>> Begin INPUT DATA
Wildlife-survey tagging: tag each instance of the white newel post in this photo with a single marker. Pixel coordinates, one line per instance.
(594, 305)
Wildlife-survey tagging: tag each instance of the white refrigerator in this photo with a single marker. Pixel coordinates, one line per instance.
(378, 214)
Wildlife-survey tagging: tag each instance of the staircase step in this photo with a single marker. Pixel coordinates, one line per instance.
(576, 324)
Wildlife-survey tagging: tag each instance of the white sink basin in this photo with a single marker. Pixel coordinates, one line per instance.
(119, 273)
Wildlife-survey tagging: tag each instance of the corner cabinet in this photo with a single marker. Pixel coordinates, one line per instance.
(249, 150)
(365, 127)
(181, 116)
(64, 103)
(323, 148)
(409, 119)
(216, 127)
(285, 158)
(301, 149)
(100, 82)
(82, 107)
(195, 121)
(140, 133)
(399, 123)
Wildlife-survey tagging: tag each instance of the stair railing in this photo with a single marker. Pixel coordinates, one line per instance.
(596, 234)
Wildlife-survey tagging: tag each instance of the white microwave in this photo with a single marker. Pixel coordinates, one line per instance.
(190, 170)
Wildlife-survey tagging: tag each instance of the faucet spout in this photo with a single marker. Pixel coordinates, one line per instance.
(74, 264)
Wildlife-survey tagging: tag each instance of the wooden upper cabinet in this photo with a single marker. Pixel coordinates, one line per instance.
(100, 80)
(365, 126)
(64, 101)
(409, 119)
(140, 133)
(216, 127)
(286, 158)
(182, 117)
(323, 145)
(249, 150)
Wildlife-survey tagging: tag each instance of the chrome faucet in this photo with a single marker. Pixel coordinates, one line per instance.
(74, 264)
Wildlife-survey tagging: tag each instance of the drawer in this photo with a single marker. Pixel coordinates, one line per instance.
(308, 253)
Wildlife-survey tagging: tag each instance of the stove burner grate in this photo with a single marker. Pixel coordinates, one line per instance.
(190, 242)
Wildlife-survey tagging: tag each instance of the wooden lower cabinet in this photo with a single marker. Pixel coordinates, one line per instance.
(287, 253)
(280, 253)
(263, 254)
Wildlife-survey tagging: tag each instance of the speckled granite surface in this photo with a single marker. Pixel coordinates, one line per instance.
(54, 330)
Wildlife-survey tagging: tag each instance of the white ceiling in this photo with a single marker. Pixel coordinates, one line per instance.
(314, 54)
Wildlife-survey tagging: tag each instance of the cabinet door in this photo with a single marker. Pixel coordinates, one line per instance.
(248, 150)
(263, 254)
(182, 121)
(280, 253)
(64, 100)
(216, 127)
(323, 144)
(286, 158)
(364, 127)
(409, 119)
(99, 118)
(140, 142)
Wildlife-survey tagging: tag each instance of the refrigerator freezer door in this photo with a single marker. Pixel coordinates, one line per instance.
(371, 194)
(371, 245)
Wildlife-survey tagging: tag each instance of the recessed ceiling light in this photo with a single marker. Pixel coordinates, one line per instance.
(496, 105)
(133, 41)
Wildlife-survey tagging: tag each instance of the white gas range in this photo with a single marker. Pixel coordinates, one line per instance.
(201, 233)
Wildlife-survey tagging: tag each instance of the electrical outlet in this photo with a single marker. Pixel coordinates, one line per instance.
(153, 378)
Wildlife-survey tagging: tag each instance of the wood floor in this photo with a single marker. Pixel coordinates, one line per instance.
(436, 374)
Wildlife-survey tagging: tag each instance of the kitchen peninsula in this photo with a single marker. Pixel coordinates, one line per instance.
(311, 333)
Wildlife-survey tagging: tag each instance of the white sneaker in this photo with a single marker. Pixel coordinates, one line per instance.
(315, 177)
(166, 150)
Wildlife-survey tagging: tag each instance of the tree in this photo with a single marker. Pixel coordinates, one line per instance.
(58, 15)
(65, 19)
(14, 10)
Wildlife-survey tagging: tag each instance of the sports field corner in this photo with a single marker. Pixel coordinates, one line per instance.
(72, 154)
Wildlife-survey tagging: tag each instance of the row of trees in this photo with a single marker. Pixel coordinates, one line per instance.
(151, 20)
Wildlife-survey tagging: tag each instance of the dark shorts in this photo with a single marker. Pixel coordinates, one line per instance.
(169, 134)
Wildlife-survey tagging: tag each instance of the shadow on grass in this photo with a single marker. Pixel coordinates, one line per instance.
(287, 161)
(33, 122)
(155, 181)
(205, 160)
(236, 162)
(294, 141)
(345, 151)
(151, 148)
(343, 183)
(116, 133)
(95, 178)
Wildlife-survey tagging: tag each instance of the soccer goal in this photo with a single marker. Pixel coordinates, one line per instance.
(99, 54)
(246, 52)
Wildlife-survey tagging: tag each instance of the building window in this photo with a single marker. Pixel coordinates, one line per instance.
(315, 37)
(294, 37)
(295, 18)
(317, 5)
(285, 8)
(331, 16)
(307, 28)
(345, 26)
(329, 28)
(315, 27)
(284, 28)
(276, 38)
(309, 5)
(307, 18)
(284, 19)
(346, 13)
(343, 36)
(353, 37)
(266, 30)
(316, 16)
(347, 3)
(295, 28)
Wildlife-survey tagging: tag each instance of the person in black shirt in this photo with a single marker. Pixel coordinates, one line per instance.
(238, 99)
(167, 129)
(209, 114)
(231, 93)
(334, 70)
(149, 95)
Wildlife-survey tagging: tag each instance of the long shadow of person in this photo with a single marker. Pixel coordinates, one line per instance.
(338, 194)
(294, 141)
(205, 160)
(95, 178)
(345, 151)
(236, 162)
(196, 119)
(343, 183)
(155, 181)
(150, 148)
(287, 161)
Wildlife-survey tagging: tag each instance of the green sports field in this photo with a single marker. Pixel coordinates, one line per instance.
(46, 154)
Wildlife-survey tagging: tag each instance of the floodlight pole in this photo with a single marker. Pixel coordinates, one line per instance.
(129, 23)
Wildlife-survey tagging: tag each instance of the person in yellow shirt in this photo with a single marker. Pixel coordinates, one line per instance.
>> End INPUT DATA
>> Begin INPUT DATA
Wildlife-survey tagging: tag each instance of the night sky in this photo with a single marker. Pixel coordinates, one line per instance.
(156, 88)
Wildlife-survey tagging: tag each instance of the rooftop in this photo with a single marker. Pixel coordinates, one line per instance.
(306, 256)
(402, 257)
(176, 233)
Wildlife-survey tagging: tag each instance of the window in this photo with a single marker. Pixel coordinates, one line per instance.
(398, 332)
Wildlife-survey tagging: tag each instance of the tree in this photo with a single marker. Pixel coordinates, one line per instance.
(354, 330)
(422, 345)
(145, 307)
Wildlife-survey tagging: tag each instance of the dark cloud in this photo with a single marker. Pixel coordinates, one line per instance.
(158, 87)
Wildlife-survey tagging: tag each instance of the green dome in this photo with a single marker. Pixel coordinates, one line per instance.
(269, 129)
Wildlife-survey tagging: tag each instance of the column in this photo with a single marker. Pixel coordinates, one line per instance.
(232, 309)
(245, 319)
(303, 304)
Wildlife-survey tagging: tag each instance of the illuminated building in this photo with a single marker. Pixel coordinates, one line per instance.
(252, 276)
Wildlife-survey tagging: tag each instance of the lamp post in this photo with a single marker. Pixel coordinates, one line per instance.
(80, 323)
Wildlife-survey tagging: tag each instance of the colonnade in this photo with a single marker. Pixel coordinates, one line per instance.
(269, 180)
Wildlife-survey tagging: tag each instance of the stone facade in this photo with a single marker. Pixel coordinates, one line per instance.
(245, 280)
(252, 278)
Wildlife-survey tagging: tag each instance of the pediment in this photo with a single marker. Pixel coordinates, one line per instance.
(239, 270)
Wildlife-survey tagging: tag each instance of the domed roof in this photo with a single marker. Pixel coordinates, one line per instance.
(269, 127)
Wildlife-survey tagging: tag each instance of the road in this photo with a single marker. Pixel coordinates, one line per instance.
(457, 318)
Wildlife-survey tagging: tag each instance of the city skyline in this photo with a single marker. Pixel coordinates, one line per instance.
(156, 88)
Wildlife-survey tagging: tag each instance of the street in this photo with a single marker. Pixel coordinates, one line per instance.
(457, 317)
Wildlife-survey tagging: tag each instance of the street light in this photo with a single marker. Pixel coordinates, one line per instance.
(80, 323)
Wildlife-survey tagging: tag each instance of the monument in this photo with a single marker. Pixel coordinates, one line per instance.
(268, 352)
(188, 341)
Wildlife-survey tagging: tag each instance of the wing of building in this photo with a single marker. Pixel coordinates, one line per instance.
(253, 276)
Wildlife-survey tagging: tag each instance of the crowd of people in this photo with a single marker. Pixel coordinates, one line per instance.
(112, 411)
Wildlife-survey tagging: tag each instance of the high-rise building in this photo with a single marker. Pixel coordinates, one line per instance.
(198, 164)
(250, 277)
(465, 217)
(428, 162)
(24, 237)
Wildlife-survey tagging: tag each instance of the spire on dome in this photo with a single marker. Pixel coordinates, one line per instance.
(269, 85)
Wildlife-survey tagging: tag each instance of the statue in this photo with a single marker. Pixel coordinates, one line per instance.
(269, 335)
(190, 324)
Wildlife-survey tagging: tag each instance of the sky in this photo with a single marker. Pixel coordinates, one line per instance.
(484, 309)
>> End INPUT DATA
WORK TO BE COMPLETED -
Can you copy out, word for word, every line of the records from the one containing "Wildlife-survey tagging: tag each instance of the floodlight" down to the one containing "person in yellow", including both of those lines?

EXERCISE SOLUTION -
Wildlife-survey tagging: tag each instance of the floodlight pole in this photo with a single marker. Pixel coordinates, one line per instance.
(129, 23)
Wildlife-survey tagging: tag each instance of the person in yellow shirt in this photo with a single marker. Pixel coordinates, one line per instance.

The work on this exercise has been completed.